Rows of box annotation data
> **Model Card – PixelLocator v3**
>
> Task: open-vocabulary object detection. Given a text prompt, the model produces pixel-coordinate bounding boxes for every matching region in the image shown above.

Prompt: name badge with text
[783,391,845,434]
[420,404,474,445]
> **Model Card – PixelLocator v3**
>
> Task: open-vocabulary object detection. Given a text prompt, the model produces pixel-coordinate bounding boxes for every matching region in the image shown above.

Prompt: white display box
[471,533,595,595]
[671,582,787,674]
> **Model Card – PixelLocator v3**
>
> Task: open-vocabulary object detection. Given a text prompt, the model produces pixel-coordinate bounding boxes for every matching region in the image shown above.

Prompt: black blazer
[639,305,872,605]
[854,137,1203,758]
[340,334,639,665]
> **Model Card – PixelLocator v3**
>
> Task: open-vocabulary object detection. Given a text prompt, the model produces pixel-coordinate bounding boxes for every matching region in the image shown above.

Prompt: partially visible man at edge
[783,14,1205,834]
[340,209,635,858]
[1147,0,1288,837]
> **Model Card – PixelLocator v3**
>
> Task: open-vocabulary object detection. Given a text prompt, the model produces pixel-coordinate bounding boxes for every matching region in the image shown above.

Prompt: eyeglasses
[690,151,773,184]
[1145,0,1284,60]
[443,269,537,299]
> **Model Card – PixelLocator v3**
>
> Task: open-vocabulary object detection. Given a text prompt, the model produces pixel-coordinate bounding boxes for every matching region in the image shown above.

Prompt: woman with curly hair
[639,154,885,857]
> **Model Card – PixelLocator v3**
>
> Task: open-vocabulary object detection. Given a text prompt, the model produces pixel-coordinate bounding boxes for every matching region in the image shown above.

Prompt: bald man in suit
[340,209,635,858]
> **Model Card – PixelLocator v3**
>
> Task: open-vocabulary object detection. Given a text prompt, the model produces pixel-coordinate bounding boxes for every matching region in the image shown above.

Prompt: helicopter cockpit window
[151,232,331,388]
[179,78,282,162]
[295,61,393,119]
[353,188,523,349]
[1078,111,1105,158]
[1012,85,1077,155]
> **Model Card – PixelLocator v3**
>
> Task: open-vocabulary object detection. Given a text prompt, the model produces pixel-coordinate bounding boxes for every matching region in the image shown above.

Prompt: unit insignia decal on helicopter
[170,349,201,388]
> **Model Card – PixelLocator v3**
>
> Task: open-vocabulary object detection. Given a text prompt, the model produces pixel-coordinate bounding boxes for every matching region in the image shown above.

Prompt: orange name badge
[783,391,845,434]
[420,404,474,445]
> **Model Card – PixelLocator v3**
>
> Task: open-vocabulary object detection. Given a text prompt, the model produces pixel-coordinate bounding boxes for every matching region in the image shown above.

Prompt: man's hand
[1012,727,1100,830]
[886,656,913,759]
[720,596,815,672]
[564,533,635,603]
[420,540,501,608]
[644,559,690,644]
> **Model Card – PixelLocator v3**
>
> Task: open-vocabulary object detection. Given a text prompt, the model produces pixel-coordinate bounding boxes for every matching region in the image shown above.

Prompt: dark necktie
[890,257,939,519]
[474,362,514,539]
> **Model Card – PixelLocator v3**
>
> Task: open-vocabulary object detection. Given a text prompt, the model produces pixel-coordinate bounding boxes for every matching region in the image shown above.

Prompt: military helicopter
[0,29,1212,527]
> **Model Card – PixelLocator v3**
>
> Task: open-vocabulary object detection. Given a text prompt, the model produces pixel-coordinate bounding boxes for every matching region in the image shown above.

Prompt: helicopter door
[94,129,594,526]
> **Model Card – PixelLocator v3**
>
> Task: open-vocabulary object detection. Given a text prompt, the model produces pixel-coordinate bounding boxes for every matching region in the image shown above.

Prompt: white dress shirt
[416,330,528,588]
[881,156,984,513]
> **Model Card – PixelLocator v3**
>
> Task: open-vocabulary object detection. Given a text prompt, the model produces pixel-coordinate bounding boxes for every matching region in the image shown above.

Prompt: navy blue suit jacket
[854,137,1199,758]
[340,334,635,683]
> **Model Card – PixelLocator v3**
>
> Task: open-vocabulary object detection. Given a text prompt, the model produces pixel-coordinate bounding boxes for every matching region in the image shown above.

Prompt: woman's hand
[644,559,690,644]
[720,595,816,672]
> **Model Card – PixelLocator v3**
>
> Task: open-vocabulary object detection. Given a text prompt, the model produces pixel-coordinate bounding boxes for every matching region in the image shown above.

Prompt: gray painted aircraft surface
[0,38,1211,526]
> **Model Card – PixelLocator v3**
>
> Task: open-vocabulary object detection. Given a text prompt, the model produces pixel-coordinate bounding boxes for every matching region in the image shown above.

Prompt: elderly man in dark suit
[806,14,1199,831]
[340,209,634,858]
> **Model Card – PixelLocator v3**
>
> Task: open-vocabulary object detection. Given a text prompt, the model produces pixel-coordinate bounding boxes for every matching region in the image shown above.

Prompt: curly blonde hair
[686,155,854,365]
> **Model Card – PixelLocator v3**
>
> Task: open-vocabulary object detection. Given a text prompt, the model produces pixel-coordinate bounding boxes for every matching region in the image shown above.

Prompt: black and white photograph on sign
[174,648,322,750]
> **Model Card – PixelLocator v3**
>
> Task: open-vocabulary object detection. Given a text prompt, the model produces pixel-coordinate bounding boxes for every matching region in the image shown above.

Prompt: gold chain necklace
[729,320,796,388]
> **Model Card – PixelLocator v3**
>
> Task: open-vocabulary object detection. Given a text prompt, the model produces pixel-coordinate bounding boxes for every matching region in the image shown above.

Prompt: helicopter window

* _STATED EXERCISE_
Reproduce every line of the listing, from its start through the line containing "[340,334,639,665]" (both ends inclusive), offsetting each bounding-box coordinate by adding 51 to it.

* _RESPONSE_
> **Model Card – PixelLocator v3**
>
> Task: open-vocabulary object detection. Given a text prompt, the model produces pixel-coordinate bounding boxes for every matching region in the image shown above.

Prompt: name badge with text
[834,442,896,485]
[471,455,525,496]
> **Model Card – PixelLocator v3**
>
> Task: open-vocabulary object detection. Given a text prompt, the model produces pixel-coordinate bounding boxes for every matching region in the image shown above.

Prompt: white display box
[522,584,646,646]
[722,633,838,725]
> **Model Card – PixelLocator v3**
>
> Task: open-vocabulary object detection. Given a text prompt, the model produces pixel-coordinate bounding boxes for every matching region in the image shown above.

Prompt: black blazer
[690,356,923,656]
[905,188,1254,809]
[391,385,690,716]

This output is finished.